===== DATA RECORDS

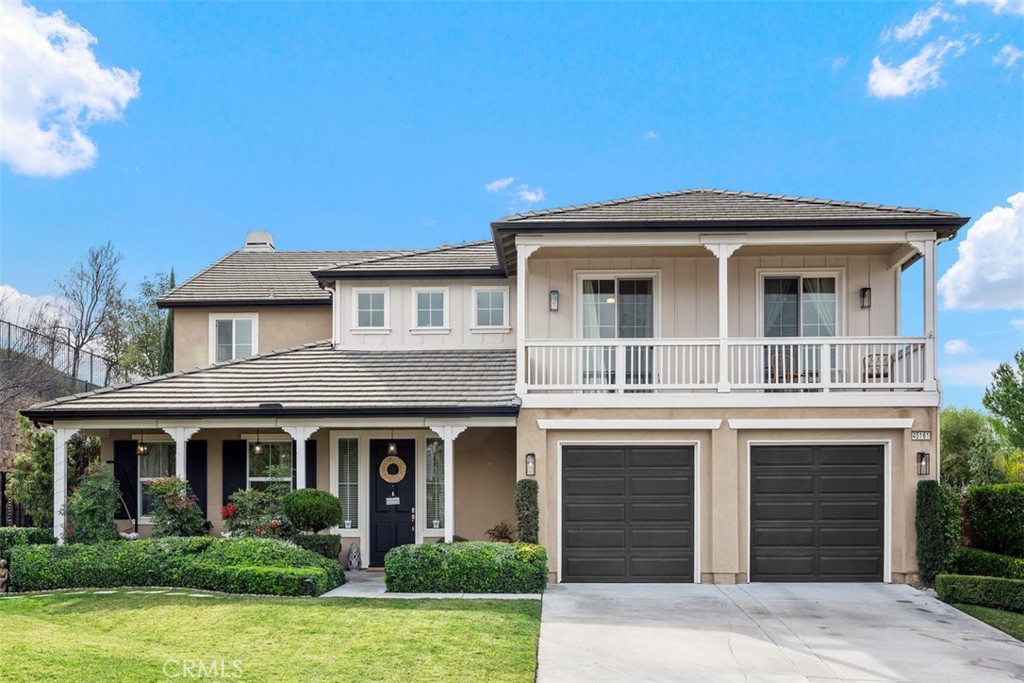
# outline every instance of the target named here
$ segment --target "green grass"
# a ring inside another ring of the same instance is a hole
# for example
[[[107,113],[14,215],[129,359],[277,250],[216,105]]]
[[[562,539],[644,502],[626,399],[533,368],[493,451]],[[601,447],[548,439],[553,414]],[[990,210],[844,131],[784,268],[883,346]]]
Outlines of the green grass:
[[[220,680],[526,682],[540,601],[58,593],[0,599],[0,624],[5,683],[189,680],[185,660]]]
[[[961,612],[970,614],[979,621],[984,621],[989,626],[995,626],[1003,633],[1009,633],[1017,640],[1024,640],[1024,614],[1016,612],[1004,612],[1001,609],[991,607],[979,607],[978,605],[953,605]]]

==========

WORK TO BE COMPLETED
Drop the images; return the entries above exactly as they appear.

FINISHED EXERCISE
# outline every instance of the target named here
$ segment --target "green grass"
# a ring inside another ring of the same instance is a hole
# for example
[[[107,113],[14,215],[129,359],[277,250],[216,105]]]
[[[562,539],[644,502],[626,399],[533,368],[493,451]],[[601,447],[548,439],[553,414]],[[990,210],[844,131],[784,268],[883,346]]]
Outlines of the green grass:
[[[220,680],[526,682],[540,601],[58,593],[0,599],[0,624],[5,683],[189,680],[185,660]]]
[[[961,612],[970,614],[979,621],[984,621],[989,626],[995,626],[1003,633],[1009,633],[1017,640],[1024,640],[1024,614],[1016,612],[1004,612],[1001,609],[991,607],[979,607],[978,605],[953,605]]]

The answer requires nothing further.